Selected text
● ● ●

On Wed, Jul 8, 2020 at 9:50 AM Matthew Miller <mat...@fedoraproject.org> wrote:
> On Wed, Jul 08, 2020 at 12:24:27AM -0600, Chris Murphy wrote:
> > 2. Benchmarking: this is hard. A simple tool for doing comparisons
> > among algorithms on a specific bit of hardware is lzbench.
> > https://github.com/inikep/lzbench
> > How to compile on F32.
> > https://github.com/inikep/lzbench/issues/69
> > But is that adequate? How do we confirm/deny on a wide variety of
> > hardware that this meets the goal? And how is this test going to
> > account for parallelization, and read ahead? Do we need a lot of data
> > or is it adequate to get a sample "around the edges" (e.g. slow cpu
> > fast drive; fast cpu slow drive; fast cpu fast drive; slow cpu slow
> > drive). What algorithm?
> More data is always better. I like qualifying the situations in that way. I
> think we should make our decision based on the "center" rather than the
> edges, though.

If it's the center, I think that favors the mount option approach and
do it with the lowest level of compression, i.e. zstd:1. But this
suggests more benchmarking still, to make certain it's well understood
what the range of write performance hit could be in those scenarios.
Whereas the curated approach can just bypass most of that question -
the payload and workload for flatpak and usr and containers is fairly
fixed across all Fedora users rather than mixed content and workloads
found in ~/

> For I hope obvious reasons, I'd love to see this tested on a Lenovo X1
> Carbon Gen 8 with the default SSD options.

● ● ●

Source material

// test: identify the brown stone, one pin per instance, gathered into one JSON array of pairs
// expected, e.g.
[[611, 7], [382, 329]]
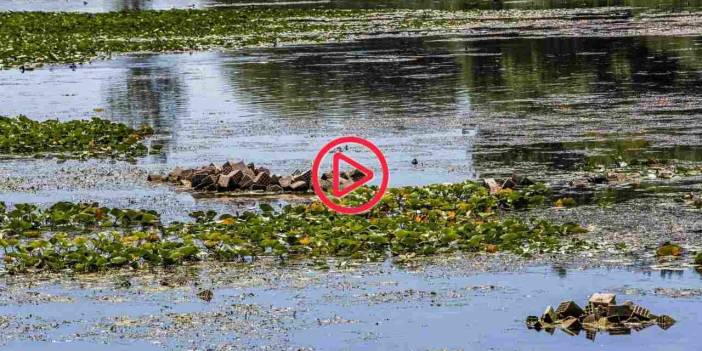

● ● ●

Instruction 1
From the email about compression benchmarking, transcribe the part that opens with the words containing "On Wed, Jul 8, 2020" and closes with "compile on F32.".
Instruction 2
Render this sentence from the email about compression benchmarking in French: "I like qualifying the situations in that way."
Instruction 3
Take the email about compression benchmarking further, picking up after its final sentence.

Reply 1
On Wed, Jul 8, 2020 at 9:50 AM Matthew Miller <mat...@fedoraproject.org> wrote:
> On Wed, Jul 08, 2020 at 12:24:27AM -0600, Chris Murphy wrote:
> > 2. Benchmarking: this is hard. A simple tool for doing comparisons
> > among algorithms on a specific bit of hardware is lzbench.
> > https://github.com/inikep/lzbench
> > How to compile on F32.

Reply 2
J'aime qualifier les situations de cette façon.

Reply 3
> And, for benchmarks, I'm thinking more application benchmarks than a
> benchmark of the compression itself. How much does compressed /usr affect
> boot times for GNOME and KDE? What about startup time for LibreOffice,
> Firefox, etc? Any impact on run-time usage?
> [...]
> > D. Which directories? Some may be outside of the installer's scope.
> As I noted in the bugzilla entry, the /var/log on this system compresses to
> 3.6% of its original size.

Yep. I'm not opposed to it by any means. I'm not sure what things
other than VMs and databases would be there - and we still have to
figure out who "owns" those locations to decide how we get them to set

There is bit of a rabbit hole for /var/log/journals. systemd-journald
detects btrfs and automatically does nodatacow on its journals. That
means no compression. On a HDD, it makes sense. But on SSD the files
are relatively small and while fragmentation can be bad the tracking
isn't that bad on an SSD, I'm pretty sure compression makes up for it
but I haven't benchmarked it. Anyway I 'touch
/etc/tmpfiles.d/journal-nocow.conf' to prevent the setting of
nodatacow on journals.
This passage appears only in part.